* [Excerpted passage]
---*---

When the phrase "customer service capabilities" is mentioned, most distributors think of their company's ability to quickly take orders, which are then almost always filled completely from more than adequate inventory. The word "profits" almost always motivates people to think of price margins. Few people think about the impact that their warehouse can have on customer service and profits -- especially if they have an expensive software package. This article identifies the warehouse characteristics that can be hurting the cause.
Most warehouse planners and managers organize the storage of items in way that minimizes the labor effort needed to pick items; some people try to minimize both put away and picking efforts. But that kind of organization can sometimes increase the level of errors (over the level that would occur if the warehouse were organized other ways). The errors that can occur include picking a wrong quantity, as well as the obvious error of picking the wrong item. Don't store similar items right next to each other, even if separated by a metal post.
Receiving and QC
When it comes to operations in a warehouse, this is the place where many downstream problems are created. Some of the problems get caught before customers or the bottom line are impacted, but the cost of detecting and correcting them can be quite high.
Obviously, care must be paid to the handling of receipts from suppliers. But receipts from other company locations -- inter-branch transfers -- need just as much care, because of the tendency to assume that the shipping location did it right. One problem that can easily be missed is unit of measure; the u/m used by the supplier may not be the same as that on the corresponding PO. This example of a receiving-related problem can also result in not buying enough -- or too much -- on the next PO (as well promising non-existing stock to customers). When handling customer returns that came back by truck, assume that there are problems.
For distributors who perform in-bound "inspection", one way to avoid problems is to automate the process. For each item requiring inspection, generate a sheet listing the inspection steps and for each characteristic to be checked, the range of acceptance; think of it as a work order that uses pre-defined text for each step. And, for each characteristic, capture data about measurements and inspections, and especially about rejections. Inspections data should be regularly analyzed for trends -- to spot upcoming problems before they occur.

---*---

[Data entries]

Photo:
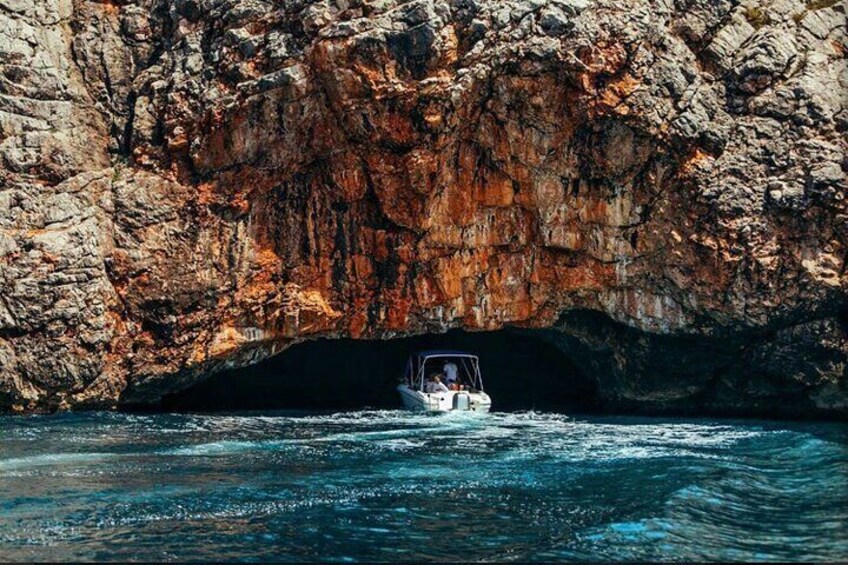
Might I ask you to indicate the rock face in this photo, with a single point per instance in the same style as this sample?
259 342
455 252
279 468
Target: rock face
191 185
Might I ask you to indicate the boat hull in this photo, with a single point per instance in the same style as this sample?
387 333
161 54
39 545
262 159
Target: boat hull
452 401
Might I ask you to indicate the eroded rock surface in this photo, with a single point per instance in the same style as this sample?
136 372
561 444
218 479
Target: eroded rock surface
191 185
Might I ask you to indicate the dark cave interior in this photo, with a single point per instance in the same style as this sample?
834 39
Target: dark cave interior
521 371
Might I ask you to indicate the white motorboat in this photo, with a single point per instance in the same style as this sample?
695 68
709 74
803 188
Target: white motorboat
460 375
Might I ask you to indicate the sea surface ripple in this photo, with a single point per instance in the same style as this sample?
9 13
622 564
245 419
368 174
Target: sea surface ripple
396 486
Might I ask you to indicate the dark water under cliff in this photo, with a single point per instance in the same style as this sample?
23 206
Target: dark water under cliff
389 485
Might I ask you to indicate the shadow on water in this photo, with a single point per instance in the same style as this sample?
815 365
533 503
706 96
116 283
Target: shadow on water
520 372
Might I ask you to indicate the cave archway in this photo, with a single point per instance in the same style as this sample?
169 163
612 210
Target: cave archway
521 368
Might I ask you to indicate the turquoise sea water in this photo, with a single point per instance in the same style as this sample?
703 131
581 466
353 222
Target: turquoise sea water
395 486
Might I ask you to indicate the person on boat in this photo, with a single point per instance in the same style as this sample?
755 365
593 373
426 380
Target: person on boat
437 385
451 372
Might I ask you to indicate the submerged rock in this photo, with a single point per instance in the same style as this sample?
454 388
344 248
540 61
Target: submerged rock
194 185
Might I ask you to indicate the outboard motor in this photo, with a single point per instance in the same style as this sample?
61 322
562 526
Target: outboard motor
461 401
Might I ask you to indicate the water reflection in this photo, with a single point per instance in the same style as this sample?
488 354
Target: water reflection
388 486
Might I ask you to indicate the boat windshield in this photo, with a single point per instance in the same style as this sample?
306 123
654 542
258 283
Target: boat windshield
461 368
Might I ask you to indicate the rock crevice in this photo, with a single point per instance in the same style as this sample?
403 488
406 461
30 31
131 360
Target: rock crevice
194 185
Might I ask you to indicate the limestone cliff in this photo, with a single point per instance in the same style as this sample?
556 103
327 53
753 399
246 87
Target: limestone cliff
191 185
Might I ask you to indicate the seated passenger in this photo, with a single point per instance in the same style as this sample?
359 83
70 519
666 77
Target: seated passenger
451 372
438 385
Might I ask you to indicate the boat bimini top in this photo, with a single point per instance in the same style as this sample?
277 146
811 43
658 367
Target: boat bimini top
420 363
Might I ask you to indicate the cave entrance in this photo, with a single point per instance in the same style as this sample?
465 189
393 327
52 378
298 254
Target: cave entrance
522 370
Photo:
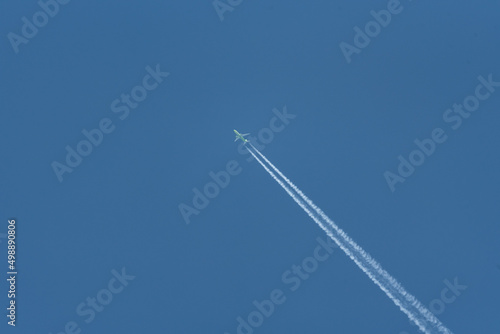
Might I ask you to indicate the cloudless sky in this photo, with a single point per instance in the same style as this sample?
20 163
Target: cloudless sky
119 208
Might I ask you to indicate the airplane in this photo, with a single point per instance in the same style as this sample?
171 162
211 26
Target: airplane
241 136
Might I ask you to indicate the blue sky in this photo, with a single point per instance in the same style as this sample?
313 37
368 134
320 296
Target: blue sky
116 214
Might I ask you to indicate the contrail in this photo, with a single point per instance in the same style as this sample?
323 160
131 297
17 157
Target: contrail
416 312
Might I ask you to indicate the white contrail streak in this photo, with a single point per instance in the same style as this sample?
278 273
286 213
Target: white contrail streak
407 303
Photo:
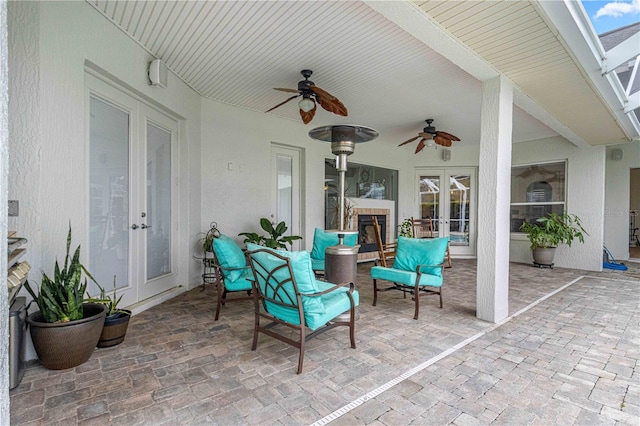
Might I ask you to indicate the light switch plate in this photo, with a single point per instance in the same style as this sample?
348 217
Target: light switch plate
13 208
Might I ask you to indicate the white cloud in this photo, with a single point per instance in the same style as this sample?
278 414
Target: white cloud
617 9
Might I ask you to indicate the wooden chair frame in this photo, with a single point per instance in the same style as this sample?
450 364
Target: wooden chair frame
415 290
220 287
283 297
423 228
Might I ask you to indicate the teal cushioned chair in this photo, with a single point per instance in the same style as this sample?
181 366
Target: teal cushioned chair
417 269
322 240
231 271
286 292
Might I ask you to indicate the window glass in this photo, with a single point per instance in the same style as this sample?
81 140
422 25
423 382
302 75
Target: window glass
536 190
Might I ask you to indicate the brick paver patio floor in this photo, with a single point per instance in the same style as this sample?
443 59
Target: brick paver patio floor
567 354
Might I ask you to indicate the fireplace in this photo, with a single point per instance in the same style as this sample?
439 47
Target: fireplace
362 219
366 235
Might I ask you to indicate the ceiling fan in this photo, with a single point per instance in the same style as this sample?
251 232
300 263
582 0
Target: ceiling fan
310 95
429 133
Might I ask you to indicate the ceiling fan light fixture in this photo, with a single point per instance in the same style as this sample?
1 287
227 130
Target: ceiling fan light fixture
306 104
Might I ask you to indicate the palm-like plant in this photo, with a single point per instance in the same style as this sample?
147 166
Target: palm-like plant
60 299
553 229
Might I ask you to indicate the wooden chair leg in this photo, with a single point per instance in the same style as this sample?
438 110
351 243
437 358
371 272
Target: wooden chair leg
301 356
375 292
219 303
256 326
352 328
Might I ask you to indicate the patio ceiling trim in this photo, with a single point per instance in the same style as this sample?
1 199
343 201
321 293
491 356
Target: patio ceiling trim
411 18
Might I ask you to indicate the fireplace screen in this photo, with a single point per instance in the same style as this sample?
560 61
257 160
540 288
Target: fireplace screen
366 233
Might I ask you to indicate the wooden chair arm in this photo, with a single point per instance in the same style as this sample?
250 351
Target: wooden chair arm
329 290
419 267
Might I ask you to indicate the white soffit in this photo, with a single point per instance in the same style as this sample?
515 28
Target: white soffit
514 38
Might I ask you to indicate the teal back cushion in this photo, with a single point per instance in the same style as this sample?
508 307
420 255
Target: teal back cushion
322 240
229 255
412 252
302 271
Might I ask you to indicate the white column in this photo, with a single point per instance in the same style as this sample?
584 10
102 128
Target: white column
4 166
494 187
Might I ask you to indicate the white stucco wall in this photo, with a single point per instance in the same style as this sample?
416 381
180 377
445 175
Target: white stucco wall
51 42
236 199
585 198
618 198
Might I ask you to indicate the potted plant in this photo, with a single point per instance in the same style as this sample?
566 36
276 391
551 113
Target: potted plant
275 239
405 229
549 231
116 321
66 329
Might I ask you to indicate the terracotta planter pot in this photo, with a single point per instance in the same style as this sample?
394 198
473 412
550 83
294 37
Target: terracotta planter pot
114 329
69 344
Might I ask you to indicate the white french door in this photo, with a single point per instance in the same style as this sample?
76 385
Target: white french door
286 189
131 169
448 197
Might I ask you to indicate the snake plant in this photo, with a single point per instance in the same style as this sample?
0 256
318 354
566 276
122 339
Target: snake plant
60 298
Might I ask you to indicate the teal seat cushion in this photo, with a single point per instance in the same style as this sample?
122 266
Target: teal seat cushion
229 255
302 271
322 240
243 283
404 277
317 264
412 252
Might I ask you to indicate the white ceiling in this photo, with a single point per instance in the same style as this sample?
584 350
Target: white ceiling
389 78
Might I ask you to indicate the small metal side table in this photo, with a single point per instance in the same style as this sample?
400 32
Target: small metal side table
208 272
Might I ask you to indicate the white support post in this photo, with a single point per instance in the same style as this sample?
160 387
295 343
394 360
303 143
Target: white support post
494 192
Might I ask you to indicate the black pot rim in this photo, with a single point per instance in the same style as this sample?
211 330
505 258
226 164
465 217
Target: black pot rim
36 319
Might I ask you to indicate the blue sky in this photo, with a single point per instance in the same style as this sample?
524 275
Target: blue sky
609 15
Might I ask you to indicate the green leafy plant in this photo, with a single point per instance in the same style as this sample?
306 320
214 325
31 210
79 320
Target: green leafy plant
60 299
275 239
554 229
405 229
207 240
110 301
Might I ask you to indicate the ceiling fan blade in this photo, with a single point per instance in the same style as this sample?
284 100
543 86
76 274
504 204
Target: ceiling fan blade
447 135
329 102
308 116
282 103
440 140
284 89
409 141
421 145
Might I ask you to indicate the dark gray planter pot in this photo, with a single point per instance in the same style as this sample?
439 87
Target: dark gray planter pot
544 255
66 345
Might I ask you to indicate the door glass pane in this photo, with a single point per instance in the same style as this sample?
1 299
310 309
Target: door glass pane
285 190
430 199
109 195
459 197
158 214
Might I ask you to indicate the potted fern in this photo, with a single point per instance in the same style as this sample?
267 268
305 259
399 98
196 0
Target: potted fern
116 321
276 238
65 330
549 231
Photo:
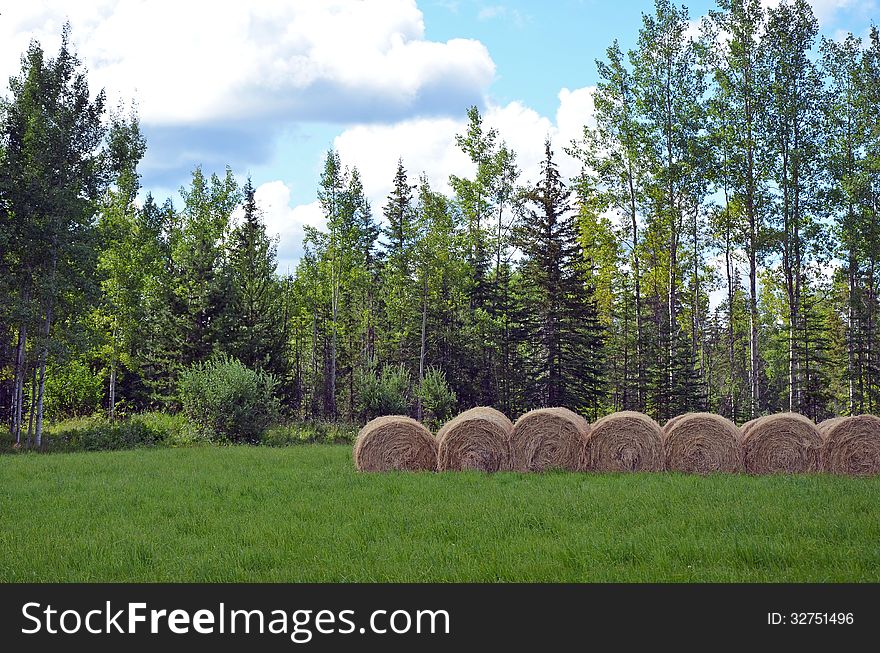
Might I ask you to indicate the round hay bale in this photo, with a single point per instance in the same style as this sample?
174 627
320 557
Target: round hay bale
478 438
395 443
828 424
702 443
624 442
783 443
548 438
745 428
852 446
669 424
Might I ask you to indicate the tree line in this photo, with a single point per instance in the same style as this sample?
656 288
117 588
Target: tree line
718 251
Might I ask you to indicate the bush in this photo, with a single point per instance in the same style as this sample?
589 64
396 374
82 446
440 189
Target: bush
310 433
438 399
227 401
72 390
385 393
100 434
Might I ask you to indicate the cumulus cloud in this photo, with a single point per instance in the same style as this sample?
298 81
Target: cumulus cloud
219 79
201 60
428 145
285 222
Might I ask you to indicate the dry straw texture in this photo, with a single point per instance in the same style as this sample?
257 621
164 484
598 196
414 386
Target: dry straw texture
826 426
783 443
394 443
745 428
702 443
852 446
624 442
548 438
478 439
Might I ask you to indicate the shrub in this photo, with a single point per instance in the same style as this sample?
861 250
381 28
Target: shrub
384 393
72 390
99 434
227 401
310 433
438 399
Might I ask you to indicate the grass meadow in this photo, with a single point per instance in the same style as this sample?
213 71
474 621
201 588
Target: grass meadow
302 513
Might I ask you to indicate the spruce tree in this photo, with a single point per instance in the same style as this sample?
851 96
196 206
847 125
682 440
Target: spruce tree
560 317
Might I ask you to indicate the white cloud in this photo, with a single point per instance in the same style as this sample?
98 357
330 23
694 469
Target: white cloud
286 222
428 145
195 61
216 82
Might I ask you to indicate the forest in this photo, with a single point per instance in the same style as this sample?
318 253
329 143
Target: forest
720 250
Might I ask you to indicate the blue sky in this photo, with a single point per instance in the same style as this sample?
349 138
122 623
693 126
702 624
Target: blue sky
269 87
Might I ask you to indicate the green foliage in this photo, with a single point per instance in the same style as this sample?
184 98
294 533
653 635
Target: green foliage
227 401
385 392
100 434
310 433
437 398
73 390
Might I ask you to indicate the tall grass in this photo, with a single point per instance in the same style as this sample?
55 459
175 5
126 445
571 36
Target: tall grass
303 514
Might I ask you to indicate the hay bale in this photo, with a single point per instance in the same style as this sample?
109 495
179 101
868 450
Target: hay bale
669 424
478 438
828 424
702 443
852 446
548 438
624 442
783 443
745 428
393 443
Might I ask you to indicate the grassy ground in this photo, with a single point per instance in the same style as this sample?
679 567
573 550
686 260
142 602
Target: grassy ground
303 514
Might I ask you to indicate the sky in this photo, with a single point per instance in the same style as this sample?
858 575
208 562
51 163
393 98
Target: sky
269 87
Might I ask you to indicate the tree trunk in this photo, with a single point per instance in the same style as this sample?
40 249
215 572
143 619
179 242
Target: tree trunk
113 363
18 383
33 407
423 343
44 355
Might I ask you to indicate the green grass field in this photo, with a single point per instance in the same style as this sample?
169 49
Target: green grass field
303 514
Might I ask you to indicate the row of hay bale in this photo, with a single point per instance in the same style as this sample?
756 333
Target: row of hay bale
556 438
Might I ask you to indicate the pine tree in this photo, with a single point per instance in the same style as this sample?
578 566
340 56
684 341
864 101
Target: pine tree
562 320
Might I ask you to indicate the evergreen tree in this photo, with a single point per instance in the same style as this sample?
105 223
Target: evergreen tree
562 321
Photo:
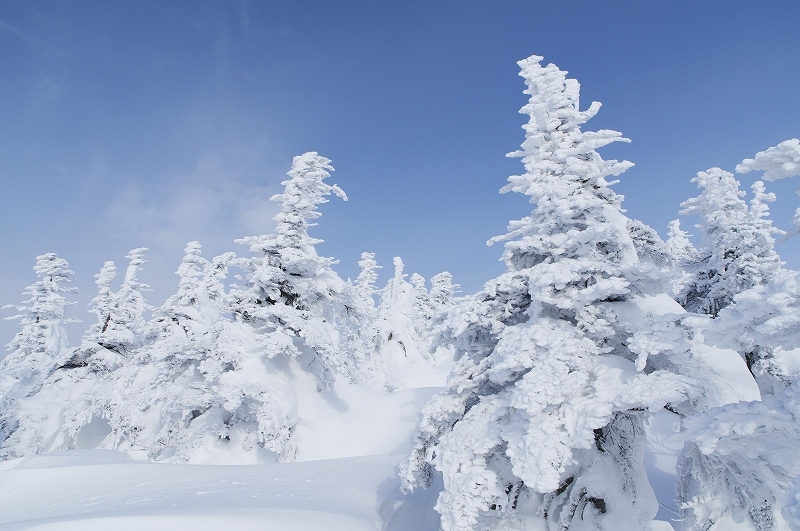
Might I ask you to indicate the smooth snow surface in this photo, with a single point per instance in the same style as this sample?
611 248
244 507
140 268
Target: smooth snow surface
90 490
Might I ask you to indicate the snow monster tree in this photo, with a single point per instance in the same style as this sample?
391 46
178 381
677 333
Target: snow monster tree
542 417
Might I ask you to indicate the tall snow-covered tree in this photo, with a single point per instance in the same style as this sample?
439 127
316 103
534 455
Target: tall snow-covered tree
38 349
542 417
166 399
291 294
738 247
42 342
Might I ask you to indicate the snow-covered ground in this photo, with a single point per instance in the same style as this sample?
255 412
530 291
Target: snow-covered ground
97 489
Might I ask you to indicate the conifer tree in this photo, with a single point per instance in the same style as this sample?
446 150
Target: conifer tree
542 417
366 279
291 294
738 247
443 289
153 402
740 459
42 342
777 162
37 350
683 255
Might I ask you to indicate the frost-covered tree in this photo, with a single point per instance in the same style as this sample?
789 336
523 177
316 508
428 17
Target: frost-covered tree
166 399
42 342
542 417
683 255
291 294
366 279
737 252
443 289
121 327
401 314
38 349
778 162
423 309
739 459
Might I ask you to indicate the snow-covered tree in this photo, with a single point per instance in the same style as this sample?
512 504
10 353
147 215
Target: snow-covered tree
366 279
423 309
778 162
738 247
38 349
155 401
739 458
442 289
402 316
542 417
291 294
683 255
42 342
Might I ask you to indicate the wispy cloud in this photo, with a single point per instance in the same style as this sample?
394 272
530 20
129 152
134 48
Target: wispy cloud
206 205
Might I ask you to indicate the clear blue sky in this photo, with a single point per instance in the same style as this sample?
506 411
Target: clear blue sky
151 123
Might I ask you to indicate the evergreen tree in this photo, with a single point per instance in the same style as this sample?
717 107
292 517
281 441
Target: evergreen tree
35 352
162 399
543 413
778 162
737 251
684 257
423 309
443 289
42 342
741 458
366 279
291 294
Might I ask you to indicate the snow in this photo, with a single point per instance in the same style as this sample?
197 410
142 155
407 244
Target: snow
101 490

---*---

* [What is asked]
1. Copy word for word the part of the warehouse article that begins at the words "Most warehouse planners" and stops after the words "be quite high.".
2. What two picking errors does the warehouse article name?
3. List every source of incoming goods that the warehouse article discusses in its receiving section.

* [Answers given]
1.
Most warehouse planners and managers organize the storage of items in way that minimizes the labor effort needed to pick items; some people try to minimize both put away and picking efforts. But that kind of organization can sometimes increase the level of errors (over the level that would occur if the warehouse were organized other ways). The errors that can occur include picking a wrong quantity, as well as the obvious error of picking the wrong item. Don't store similar items right next to each other, even if separated by a metal post.
Receiving and QC
When it comes to operations in a warehouse, this is the place where many downstream problems are created. Some of the problems get caught before customers or the bottom line are impacted, but the cost of detecting and correcting them can be quite high.

2. Picking a wrong quantity and picking the wrong item.

3.
- Receipts from suppliers
- Receipts from other company locations (inter-branch transfers)
- Customer returns that came back by truck